Ausgewählter Textauszug

==========

Die Rückblenden zeigen, wie Jim zu dem wurde, der er im Alter ist, sie zeigen aber auch, wie sehr ihm die Vögel am Herzen lagen, wie geschickt und wie begabt er darin war, die Tiere einmal zu kennen und zu klassifizieren und dann auch zu präparieren, er war ein Spezialist und ein begabter Vogelkundler.
Das Buch ist sehr vielschichtig und bietet neben dem eigentlichen Erzählstrang noch sehr sehr viel Nachdenkenswertes. Ganz besonders gut hat mir gefallen, wie es Alice Greenway gelingt fast wie im Nebenbei ganz lapidar verschiedene Ansichten nebeneinander zu stellen - Jims Kriegserlebnisse, die ihn verrohen lassen und auch dazu bringen, sein Geschick im Häuten von Tieren zu pervertieren wird den Gebräuchen der 'primitiven' Kulturen der Salomon-Inseln gegenübergestellt - der angemessen Umgang mit Toten wird thematisiert und ganz leise und sehr wertfrei werden grundverschiedene Umgangsweisen geschildert - nie so, dass ich mich belehrt fühlte - aber doch so, dass ich immer wieder darüber nachdenke.

==========

Einträge zur Beschriftung von Begrenzungsrahmen:
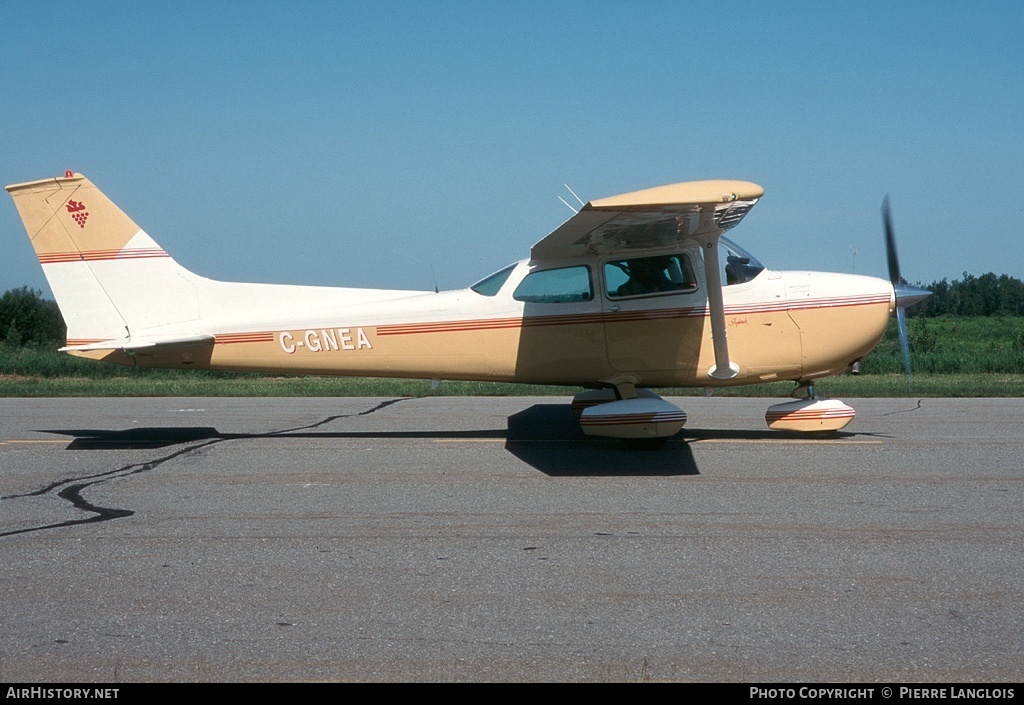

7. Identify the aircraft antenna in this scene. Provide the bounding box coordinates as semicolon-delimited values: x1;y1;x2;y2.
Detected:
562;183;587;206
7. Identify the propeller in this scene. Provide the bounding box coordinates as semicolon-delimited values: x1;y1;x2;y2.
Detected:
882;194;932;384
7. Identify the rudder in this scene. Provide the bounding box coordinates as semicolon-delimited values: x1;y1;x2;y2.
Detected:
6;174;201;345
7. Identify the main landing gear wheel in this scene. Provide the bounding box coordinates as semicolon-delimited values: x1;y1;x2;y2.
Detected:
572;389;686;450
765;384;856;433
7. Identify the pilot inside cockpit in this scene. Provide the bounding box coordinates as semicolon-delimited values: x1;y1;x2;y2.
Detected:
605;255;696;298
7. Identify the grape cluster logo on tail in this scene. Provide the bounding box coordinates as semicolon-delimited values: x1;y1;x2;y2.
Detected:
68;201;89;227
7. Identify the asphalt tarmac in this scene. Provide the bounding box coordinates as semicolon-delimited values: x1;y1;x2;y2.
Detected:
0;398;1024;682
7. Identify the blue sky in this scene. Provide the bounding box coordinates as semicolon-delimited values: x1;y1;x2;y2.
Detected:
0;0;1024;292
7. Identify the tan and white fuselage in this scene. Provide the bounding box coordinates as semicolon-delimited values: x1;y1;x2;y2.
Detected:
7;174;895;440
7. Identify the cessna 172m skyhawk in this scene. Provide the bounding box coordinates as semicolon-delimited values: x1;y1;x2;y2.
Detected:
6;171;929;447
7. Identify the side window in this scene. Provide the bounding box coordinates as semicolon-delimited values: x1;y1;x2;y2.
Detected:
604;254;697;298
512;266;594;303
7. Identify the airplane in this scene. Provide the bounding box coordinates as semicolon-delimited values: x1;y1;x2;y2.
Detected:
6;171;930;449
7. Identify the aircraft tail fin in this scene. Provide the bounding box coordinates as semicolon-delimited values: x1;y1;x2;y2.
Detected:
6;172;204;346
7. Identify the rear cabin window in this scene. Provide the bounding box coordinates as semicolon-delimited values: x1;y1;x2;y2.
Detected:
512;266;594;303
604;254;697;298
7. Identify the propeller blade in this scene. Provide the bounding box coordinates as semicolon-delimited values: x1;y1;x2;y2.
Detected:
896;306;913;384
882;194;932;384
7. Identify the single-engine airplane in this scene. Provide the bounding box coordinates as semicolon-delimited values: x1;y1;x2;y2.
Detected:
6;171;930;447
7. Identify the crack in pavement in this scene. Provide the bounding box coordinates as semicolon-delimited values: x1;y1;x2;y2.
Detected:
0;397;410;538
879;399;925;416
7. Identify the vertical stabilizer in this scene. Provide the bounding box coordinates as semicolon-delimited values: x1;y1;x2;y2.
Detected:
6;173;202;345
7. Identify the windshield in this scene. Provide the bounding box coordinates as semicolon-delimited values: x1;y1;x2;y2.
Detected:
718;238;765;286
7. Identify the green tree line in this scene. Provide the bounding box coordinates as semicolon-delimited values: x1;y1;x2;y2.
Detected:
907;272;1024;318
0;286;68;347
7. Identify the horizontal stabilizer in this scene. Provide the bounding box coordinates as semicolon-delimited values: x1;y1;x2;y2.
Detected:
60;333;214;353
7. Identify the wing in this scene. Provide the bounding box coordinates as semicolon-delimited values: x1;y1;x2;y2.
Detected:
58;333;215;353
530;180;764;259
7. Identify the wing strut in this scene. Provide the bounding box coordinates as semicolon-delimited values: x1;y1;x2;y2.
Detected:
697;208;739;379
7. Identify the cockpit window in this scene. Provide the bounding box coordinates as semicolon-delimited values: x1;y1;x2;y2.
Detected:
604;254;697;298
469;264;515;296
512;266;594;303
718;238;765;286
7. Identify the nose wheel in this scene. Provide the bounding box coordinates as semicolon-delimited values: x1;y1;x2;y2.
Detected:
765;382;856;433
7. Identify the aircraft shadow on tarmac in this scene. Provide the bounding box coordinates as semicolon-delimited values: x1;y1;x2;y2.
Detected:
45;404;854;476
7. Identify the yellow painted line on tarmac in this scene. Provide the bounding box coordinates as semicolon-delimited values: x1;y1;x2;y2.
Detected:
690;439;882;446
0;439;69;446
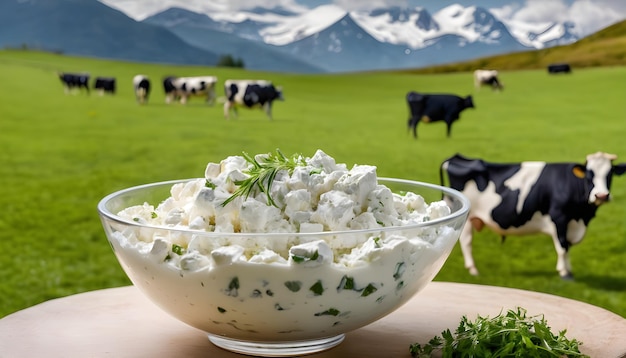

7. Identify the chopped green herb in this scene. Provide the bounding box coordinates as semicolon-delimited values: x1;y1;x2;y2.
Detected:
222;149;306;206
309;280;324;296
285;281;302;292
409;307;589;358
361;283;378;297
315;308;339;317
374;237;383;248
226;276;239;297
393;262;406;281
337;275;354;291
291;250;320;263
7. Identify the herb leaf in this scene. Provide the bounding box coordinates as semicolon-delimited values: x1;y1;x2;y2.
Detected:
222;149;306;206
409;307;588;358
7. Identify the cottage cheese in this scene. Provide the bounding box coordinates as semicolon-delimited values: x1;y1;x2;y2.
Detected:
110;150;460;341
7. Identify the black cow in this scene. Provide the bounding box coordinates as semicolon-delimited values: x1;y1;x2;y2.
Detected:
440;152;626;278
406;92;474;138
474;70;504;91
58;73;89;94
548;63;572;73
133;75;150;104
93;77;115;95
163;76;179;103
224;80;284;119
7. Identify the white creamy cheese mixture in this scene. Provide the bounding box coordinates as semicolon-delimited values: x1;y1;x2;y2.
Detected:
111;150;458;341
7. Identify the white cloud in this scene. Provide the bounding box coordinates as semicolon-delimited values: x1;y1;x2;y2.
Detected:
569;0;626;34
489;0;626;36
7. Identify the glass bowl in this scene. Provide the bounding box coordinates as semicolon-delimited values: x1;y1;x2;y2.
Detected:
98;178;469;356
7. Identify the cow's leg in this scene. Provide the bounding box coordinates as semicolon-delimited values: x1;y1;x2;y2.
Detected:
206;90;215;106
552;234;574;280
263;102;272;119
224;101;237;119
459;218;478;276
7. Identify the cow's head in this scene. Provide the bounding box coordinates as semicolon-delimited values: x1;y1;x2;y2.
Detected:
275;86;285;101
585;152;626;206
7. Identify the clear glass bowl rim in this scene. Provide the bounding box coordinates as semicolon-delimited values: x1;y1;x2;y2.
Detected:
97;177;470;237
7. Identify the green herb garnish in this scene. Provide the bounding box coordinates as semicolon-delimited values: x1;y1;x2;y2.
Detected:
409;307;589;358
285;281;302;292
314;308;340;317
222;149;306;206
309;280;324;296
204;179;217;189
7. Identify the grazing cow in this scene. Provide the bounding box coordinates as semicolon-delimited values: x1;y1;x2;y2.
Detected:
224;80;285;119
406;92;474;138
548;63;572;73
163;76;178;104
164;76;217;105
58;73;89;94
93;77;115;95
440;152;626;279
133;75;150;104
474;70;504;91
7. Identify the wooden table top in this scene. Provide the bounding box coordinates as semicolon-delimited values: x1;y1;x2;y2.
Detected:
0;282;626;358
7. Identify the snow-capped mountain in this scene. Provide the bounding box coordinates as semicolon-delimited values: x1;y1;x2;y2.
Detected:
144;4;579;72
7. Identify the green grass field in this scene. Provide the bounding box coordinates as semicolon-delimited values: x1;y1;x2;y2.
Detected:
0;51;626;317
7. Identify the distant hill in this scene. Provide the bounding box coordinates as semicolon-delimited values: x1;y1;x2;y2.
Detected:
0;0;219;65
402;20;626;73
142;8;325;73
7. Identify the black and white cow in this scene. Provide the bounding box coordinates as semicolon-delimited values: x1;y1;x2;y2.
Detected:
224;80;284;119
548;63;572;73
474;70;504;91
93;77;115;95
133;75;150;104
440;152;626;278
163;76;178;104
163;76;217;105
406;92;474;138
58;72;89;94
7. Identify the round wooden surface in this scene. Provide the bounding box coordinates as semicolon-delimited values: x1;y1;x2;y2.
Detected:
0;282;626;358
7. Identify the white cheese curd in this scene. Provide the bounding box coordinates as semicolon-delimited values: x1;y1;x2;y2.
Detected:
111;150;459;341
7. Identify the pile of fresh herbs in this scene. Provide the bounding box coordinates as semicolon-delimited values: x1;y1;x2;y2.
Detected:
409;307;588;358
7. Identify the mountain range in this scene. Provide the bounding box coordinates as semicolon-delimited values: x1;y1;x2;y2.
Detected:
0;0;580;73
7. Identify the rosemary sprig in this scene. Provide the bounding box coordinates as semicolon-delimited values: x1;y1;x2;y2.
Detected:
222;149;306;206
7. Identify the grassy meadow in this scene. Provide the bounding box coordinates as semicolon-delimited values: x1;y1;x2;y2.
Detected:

==========

Arbeitsanweisungen
1. Prüfen Sie für jede der Aussagen (a) bis (c), ob sie mit der Buchbesprechung übereinstimmt, und belegen Sie Ihr Ja oder Nein mit den entscheidenden Worten aus dem Text im genauen Wortlaut. (a) Jim war ein begabter Vogelkundler. (b) Die Buchbesprechung bezeichnet die Schilderung der Umgangsweisen mit Toten als belehrend. (c) Jims Kriegserlebnisse werden den Gebräuchen der Kulturen der Salomon-Inseln gegenübergestellt.
2. Übertragen Sie aus der Buchbesprechung den Abschnitt von „Das Buch ist“ bis einschließlich „wieder darüber nachdenke.“ wortgetreu.
3. Schreiben Sie die Buchbesprechung zu Alice Greenways Buch im Anschluss an ihren letzten Satz weiter.
Die Zeilen werden für die Bearbeitung nicht benötigt.

Erwartete Antworten
1.
(a) Ja: „er war ein Spezialist und ein begabter Vogelkundler“
(b) Nein: „nie so, dass ich mich belehrt fühlte“
(c) Ja: „wird den Gebräuchen der 'primitiven' Kulturen der Salomon-Inseln gegenübergestellt“

2.
Das Buch ist sehr vielschichtig und bietet neben dem eigentlichen Erzählstrang noch sehr sehr viel Nachdenkenswertes. Ganz besonders gut hat mir gefallen, wie es Alice Greenway gelingt fast wie im Nebenbei ganz lapidar verschiedene Ansichten nebeneinander zu stellen - Jims Kriegserlebnisse, die ihn verrohen lassen und auch dazu bringen, sein Geschick im Häuten von Tieren zu pervertieren wird den Gebräuchen der 'primitiven' Kulturen der Salomon-Inseln gegenübergestellt - der angemessen Umgang mit Toten wird thematisiert und ganz leise und sehr wertfrei werden grundverschiedene Umgangsweisen geschildert - nie so, dass ich mich belehrt fühlte - aber doch so, dass ich immer wieder darüber nachdenke.

3.
Wenn man Hemingways einsamen unfreundlichen Alten etwas abgewinnen kann fühlt man sich in dieser Geschichte sicher sehr schnell wohl - für mich bleiben aber die Nebenstränge und -ideen das Beeindruckende an diesem Buch, das noch eine ganze Weile nachwirkt.